WHAT YOU WILL DO →
a) In the aquarium pump and flow thread, how much flow does the Reefing Madness post recommend for a reef tank?
b) Continue the aquarium pump and flow thread from its final line.

EXTRACTED TEXT →
# Some pump and flow questions



## Drwoodchopper (Nov 18, 2012)

I am getting all of the stuff put together for our fist mixed reef tank. I am confused on flow needed, pumps ect. Some people want to recommend a pump rated for gallon size of aquarium, some for 10x the flo of gallon size, and some 20. Some take into head and some do not. This tank is going to be 65g 24" tall with a 20g sump holding ~ 15g. So aprox 85g gross water volume not actual amount of water. I have looked at a few pumps but am leaning towards lifeguard aquatics 4000 or 5000 based on who seems to know what they are talking about. I will have about 4' of head possibly 5' the 4000 is rated 712-621 at those levels the 5000 is rated at 1129-1041 respectively. Their website says they are rated at 248 and 350g size tanks! The 2200 rated at 594 GPH would be the pump I would buy based solely on aquarium size.
I assume 2 power heads will be enough but not sure how big to go on those either.


----------



## Reefing Madness (Aug 12, 2011)

Flow rate is based on Reef or FOWLR. So, 10x your tank volume for FOWLR, and 20x+ for a Reef tank.
Your return pump would only be based off what your Overflow is rated at, nothing more. If you have a 600gph overflow, you will need a return pump rated higher - head loss. Not hard to determine as they are marked on pumps.
2 Poweheads on each end of the tank is what most have, this creates random flow, as the water crashes into each other in the center. These powerheads are based off DT volume. So if you have a 65g tank, 2 400gph Powerheads would work great for a FOWLR, and 2 750gph Powerheads would work for a Reef.


----------



## RareLiveCorals (Dec 16, 2011)

Please scratch all of that and lets start from the beginning if you want to do this right... so you have a 65 gallon reef. The first thing to know is that you want to turn over a reef 30 times an hour minimum. You want to make sure that the majority of this is turning through your filter. so for starters we need to know what the pipe size for you overflow drains are. size and how many? then we can talk about how you can acquire all of your flow and the proper way to do it.


----------



## susankat (Nov 15, 2008)

RareLiveCorals said:


> Please scratch all of that and lets start from the beginning if you want to do this right... so you have a 65 gallon reef. The first thing to know is that you want to turn over a reef 30 times an hour minimum. You want to make sure that the majority of this is turning through your filter. so for starters we need to know what the pipe size for you overflow drains are. size and how many? then we can talk about how you can acquire all of your flow and the proper way to do it.


Sorry your not a sponsor here, unless you become a sponsor don't post links to your site.


----------



## Drwoodchopper (Nov 18, 2012)

Well my overflows/drains can be whatever I want. I was planning on 2 1" drains so that would allow up to 1200GPH max. I am planning on drilling my tank myself. So I can make them bigger if need be, I havent bought anything yet, except for the 20 gallon tank I am going to make into a sump/fuge. I want to only buy the stuff once.


----------



## coralbandit (Jul 29, 2012)

RECORDS PROVIDED →

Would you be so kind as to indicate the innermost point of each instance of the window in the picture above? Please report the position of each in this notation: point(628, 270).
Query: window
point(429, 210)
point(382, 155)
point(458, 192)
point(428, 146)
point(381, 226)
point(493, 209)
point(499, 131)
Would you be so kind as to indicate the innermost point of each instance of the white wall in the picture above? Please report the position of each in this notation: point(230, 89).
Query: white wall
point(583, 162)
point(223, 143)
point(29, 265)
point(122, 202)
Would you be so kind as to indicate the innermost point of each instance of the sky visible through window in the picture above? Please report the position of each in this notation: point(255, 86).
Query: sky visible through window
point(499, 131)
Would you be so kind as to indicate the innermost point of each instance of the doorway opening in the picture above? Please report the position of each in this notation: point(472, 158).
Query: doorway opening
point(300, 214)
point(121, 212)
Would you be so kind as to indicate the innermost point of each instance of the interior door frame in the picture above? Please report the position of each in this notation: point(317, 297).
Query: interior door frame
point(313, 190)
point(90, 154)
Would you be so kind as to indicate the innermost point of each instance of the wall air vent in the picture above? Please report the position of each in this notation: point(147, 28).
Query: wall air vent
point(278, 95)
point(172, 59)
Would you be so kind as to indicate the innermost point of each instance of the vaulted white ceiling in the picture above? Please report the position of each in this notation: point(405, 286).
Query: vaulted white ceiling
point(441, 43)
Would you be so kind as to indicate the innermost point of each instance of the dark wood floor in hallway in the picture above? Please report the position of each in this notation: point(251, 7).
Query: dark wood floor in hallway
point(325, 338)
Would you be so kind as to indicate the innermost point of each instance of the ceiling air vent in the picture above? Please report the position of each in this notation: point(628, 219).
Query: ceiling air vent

ANSWERS FOR THIS EXERCISE →
a) 20 times the tank volume or more.

b)
seems to be a little controversy.RLC; thirty times 65 is mostly unachievable without 3 or more overflows(and a little on the high side).RM offers sound advice achievable by most not going to public aquaria levels.The power heads offer the motion necessary to move most debris into the average overflow(600 gph).The pump should be oversized and "throttled down" if necessary .90 & 45 degree elbows count as 1 foot of head also.


----------



## Reefing Madness (Aug 12, 2011)

http://www.melevsreef.com/make_a_sump.html
Melevsreef.com | Acrylic Sumps & Refugiums

Doesn't get any better than this read.


----------



## phys (Feb 4, 2011)

Its really about you and what you have. LPS coral need less flow than SPS. Take that into account. You need at least 20x. Its best to have randomized flow so more powerheads at lower gph is a bit better but id still add one high gph. In my 75g mixed, I have one 1200gph koralia, one 400gph koralia, a HOB filter with about 200gph, and a skimmer at about 200gph. My flow is pretty good and all my corals do well. You can have both high and low flow corals if you set your paths right. I have high flow over the top of the rock and lower flow on the bottom. You do take into account the flow from your sump but do not base your calculations on total water volume of the system, just of the main tank.


----------



## Drwoodchopper (Nov 18, 2012)

Thanks. I might up size my drains a little then, go 1 1/4" or so. I definatly don't want more than 3 holes in the tank, two for drains and one for the return. That way I can get my flow up over 1200gph while keeping my tank clean looking and corals happy!
Thanks for those articles Reefingmadness I had not seen the top one on melevreefs and the first choice on there was how I was planning to go. Skimmer-->refugium--->return That direction just made the most sence to me.. I thought in the last bubble trap area it would also give you a place to put some different kinds of "media" if need be. Just to clarify when talking flow on volume are you talking display tank only or tank and sump volume? That could be a pretty large difference.


----------



## Drwoodchopper (Nov 18, 2012)

phys said:


> Its really about you and what you have. LPS coral need less flow than SPS. Take that into account. You need at least 20x. Its best to have randomized flow so more powerheads at lower gph is a bit better but id still add one high gph. In my 75g mixed, I have one 1200gph koralia, one 400gph koralia, a HOB filter with about 200gph, and a skimmer at about 200gph. My flow is pretty good and all my corals do well. You can have both high and low flow corals if you set your paths right. I have high flow over the top of the rock and lower flow on the bottom. You do take into account the flow from your sump but do not base your calculations on total water volume of the system, just of the main tank.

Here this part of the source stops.